Passage provided:

----------------

How does your work relate to the SDGs? Which SDGs specifically?

My work closely aligns with several Sustainable Development Goals (SDGs) set by the United Nations. Specifically, my research and projects have contributed to several SDGs.

Improving agricultural practices and nutritional outcomes can significantly impact poverty reduction, aligning with SDG 1, to end poverty. By enhancing the productivity and sustainability of smallholder farmers and ensuring better nutritional health, my work contributes to breaking the poverty cycle.

My primary focus on agriculture, nutrition, and health directly addressed SDG 2, which aims to end hunger, achieve food security, improve nutrition, and promote sustainable agriculture. By researching the impact of livestock farming and animal-source foods on maternal and child nutrition, this study contributes to developing strategies that can improve food security and nutritional outcomes in low- and middle-income countries.

My work also supports SDG 3, which seeks to ensure healthy lives and promote well-being for all ages. By studying the links between diet, particularly animal-source foods, and health outcomes, my research helps inform interventions that can reduce malnutrition and improve overall health, particularly in vulnerable populations such as mothers and children.

My research often touches on gender issues such as women’s roles in agriculture and their access to resources and nutritional information. This supports SDG 5, which aims to achieve gender equality and empower both women and girls. Ensuring that women have access to nutritious food and the ability to improve their livelihoods through agriculture are key components of my work.

Collaboration is essential for achieving SDGs. My work involves partnering with various stakeholders, including academic institutions, non-governmental organizations, and governmental bodies. This aligns with SDG 17, which emphasizes the importance of partnerships in achieving sustainable development.

What challenges have you faced in your research? How did you work to overcome these?

In my research career, I have confronted significant challenges demanding creativity and perseverance. One major obstacle I encountered was the limited access to reliable data and resources in low- and middle-income countries. To overcome this, I established partnerships with local institutions and utilized technology for remote data collection and analysis, which helped mitigate resource constraints.

Another complex aspect of my research was navigating ethical and cultural sensitivities, particularly in diverse cultural settings involving vulnerable populations. To address this, I made sure to adhere to high ethical standards and actively engage with the communities I was studying. This approach ensured that my research was culturally appropriate and ethically sound. Additionally, conducting research in variable and unpredictable field conditions required me to adopt adaptable approaches and maintain robust communication channels with my field teams.

One of the challenges I encountered was translating my research findings into practical interventions and policies. This was due to gaps between researchers, policymakers, and practitioners. To bridge these gaps, I focused on disseminating my findings through policy briefs and involving stakeholders from the beginning of the research process. This ensured that my research had relevance and could be translated into actionable steps. Furthermore, promoting sustainability in my research involved various strategies such as capacity building, community empowerment, and advocating for the integration of successful interventions into existing systems.

Overall, these challenges have emphasized the importance of collaboration, ethical rigor, adaptability, effective communication, and sustainability in my research endeavours. Achieving SDGs in my research field promises a world of food security, health, economic stability, gender equality, and effective partnerships, creating a sustainable and equitable future.

----------------

Supplied data:

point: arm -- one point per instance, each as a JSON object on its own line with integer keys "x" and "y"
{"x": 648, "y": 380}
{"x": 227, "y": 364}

----------------

Your task: Translate this sentence from the passage on research and the SDGs into Spanish: "My work also supports SDG 3, which seeks to ensure healthy lives and promote well-being for all ages."

Result of the task: Mi trabajo también respalda el ODS 3, que busca garantizar una vida sana y promover el bienestar para todas las edades.